→ Texto fornecido
++++++++++

O crédito e o (super)endividamento: consumidos e consumidor – por Vitor Hugo do Amaral Ferreira
A divisão da história econômica da humanidade contempla três grandes momentos: a era da troca imediata, a era da moeda e, na contemporaneidade, a era do crédito. Neste contexto, duas importantes pesquisas merecem espaço na redação deste artigo. A primeira realizada em São Paulo-SP, foi perguntado qual a lei que mais trouxe benefício ao entrevistado; as respostas apontaram a Lei do Seguro Desemprego e o Código de Defesa do Consumidor entre as mais benéficas aos cidadãos. A segunda pesquisa que pretendo comentar, divulgada pelo Banco Central, apresenta dados referentes à concessão de crédito.
Uma acelerada mudança de comportamento tem alterado o perfil do consumidor brasileiro. Compra-se automóveis em 80 parcelas, passagens aéreas em 48 prestações, imóveis em até 30 anos. Uma vantagem contraditória e cercada de armadilhas. Mais do que uma oportunidade, um desafio.
No ano de 2010, o Banco Central registrou fato histórico na economia brasileira, o valor em crédito concedido à pessoa física superou o empréstimo às pessoas jurídicas. Boa parte dos valores, destinados em empréstimos de ordem pessoal, no montante de 183 bilhões de reais. Na sequência, 108 bilhões referentes a financiamentos de veículos, 107 bilhões para imóveis e 28 bilhões de reais em cartão de crédito. Este, seguimento de crescimento catastrófico, somente entre janeiro e junho de 2010 foram 7 milhões de novos cartões de crédito que passaram a circular no país. Creio que seja também a razão para que 17,5% da renda dos brasileiros esteja comprometida em dívidas.
O alarde de que o Brasil em breve terá o quinto maior mercado consumidor do mundo e que 5 trilhões de reais serão gastos a cada ano, encaminha-nos aos seguintes questionamentos: o que há por trás dos ciclos de consumo?; como o crédito está antecipando as decisões de compra? A resposta está em outra pergunta: a que preço se financia o consumo?
Pois bem, fenômeno das sociedades de consumo atuais, acesso ao crédito fácil e democratizado, o endividamento crônico dos consumidores recebe muitas denominações. Sobreendividamento em Portugal, relacionado ao extra (sobre) do endividamento que é possível suportar com o orçamento mensal; superendividamento no Brasil, na ideia do endividamento super(ior) ao normal, fruto da influência dos estudos surendettement (França) e überschuldung (Alemanha).
Em que pese, oportuno o conceito transcrito pela Profa. Claudia Lima Marques, em que superendividamento é mais do que estar endividado, é o fenômeno global do devedor-pessoa-física, consumidor, leigo e de boa-fé, de pagar todas as suas dívidas atuais e futuras de consumo.

++++++++++

(Registros de rotulagem de localização)
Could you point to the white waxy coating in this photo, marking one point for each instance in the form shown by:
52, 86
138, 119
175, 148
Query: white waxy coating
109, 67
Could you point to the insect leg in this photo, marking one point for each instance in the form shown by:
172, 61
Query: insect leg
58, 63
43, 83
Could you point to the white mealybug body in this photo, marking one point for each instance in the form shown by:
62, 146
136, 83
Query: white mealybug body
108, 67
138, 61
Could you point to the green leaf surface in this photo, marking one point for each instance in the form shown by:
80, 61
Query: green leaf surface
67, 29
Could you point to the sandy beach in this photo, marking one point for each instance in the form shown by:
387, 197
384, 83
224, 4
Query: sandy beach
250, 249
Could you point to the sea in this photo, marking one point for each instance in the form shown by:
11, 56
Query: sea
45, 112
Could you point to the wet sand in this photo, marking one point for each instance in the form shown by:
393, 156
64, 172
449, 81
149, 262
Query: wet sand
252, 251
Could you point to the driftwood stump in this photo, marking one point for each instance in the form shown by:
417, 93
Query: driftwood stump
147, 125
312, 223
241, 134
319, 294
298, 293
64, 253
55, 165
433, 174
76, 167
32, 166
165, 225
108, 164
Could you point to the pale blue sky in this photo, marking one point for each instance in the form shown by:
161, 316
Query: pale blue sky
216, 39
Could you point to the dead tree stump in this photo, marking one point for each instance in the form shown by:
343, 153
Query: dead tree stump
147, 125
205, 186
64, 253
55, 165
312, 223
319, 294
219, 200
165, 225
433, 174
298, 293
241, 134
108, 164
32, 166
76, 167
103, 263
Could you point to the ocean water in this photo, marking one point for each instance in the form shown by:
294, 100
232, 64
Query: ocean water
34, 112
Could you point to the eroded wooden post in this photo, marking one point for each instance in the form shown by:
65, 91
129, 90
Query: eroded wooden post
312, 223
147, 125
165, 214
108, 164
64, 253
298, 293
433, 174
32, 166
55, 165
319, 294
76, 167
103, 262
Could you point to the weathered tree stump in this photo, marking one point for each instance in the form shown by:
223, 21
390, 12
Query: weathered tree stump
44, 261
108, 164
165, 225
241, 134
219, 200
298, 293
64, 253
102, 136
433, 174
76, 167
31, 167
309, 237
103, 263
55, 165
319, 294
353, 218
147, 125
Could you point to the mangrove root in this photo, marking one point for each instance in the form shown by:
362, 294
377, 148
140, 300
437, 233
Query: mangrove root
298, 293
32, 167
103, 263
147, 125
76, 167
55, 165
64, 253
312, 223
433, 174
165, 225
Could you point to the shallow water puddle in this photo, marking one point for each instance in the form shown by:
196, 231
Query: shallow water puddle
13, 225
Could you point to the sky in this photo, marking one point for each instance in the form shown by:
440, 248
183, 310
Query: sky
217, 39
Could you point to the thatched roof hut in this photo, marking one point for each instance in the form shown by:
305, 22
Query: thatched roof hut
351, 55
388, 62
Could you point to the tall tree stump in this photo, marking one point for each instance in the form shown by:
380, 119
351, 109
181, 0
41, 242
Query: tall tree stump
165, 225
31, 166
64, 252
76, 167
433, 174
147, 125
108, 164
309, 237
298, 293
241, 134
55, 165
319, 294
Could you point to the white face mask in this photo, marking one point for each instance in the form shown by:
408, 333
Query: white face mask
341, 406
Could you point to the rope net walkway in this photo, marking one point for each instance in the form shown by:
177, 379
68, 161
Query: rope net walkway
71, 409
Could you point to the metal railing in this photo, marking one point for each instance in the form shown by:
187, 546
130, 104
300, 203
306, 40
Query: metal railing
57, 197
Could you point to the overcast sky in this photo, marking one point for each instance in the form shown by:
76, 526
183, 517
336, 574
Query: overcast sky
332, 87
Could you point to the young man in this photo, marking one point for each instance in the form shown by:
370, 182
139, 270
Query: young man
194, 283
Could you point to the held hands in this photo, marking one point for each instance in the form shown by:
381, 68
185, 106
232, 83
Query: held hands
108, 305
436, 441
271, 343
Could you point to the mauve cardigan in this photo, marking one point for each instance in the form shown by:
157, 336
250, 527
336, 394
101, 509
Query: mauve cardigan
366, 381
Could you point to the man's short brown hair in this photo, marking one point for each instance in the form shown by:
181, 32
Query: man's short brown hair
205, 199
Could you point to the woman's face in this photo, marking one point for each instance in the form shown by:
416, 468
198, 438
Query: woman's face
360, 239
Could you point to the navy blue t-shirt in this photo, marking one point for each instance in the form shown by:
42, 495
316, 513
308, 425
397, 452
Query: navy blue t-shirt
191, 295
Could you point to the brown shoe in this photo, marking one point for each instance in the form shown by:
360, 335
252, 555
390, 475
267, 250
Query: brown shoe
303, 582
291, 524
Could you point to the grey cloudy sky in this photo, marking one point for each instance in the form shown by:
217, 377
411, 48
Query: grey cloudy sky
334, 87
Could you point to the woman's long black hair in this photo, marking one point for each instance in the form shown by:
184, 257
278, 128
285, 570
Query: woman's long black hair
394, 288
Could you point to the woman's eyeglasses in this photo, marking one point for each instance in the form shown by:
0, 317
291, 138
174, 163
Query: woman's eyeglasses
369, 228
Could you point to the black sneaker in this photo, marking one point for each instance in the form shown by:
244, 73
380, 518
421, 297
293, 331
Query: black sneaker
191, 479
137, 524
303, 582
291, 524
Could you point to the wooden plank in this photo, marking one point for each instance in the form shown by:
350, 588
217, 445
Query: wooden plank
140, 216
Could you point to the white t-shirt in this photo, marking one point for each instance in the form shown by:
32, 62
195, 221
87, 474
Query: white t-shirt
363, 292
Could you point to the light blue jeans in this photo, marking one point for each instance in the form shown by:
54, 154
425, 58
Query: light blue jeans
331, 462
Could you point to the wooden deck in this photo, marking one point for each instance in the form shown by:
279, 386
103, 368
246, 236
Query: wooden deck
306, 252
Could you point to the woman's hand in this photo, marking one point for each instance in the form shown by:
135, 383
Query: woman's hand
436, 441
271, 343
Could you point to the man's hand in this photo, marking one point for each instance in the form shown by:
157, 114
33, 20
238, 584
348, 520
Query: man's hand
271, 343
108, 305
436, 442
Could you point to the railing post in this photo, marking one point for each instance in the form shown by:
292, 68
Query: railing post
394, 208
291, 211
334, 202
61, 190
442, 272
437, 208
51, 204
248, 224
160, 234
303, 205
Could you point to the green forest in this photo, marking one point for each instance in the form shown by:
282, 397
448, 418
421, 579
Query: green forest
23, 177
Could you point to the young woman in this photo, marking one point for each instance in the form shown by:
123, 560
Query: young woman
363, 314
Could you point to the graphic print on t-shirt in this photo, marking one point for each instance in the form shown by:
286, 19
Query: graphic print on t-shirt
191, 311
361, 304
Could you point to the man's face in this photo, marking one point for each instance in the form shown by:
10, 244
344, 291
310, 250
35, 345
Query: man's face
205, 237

++++++++++

→ Tarefas
[A] Redigite o trecho do texto sobre crédito e superendividamento que começa nas palavras "Pois bem, fenômeno" e termina depois de "e überschuldung (Alemanha).".
[B] Segundo o texto sobre crédito e superendividamento, quantos novos cartões de crédito passaram a circular no país entre janeiro e junho de 2010?
Os dados não são usados aqui.

→ Respostas
[A]
Pois bem, fenômeno das sociedades de consumo atuais, acesso ao crédito fácil e democratizado, o endividamento crônico dos consumidores recebe muitas denominações. Sobreendividamento em Portugal, relacionado ao extra (sobre) do endividamento que é possível suportar com o orçamento mensal; superendividamento no Brasil, na ideia do endividamento super(ior) ao normal, fruto da influência dos estudos surendettement (França) e überschuldung (Alemanha).

[B] 7 milhões de novos cartões de crédito.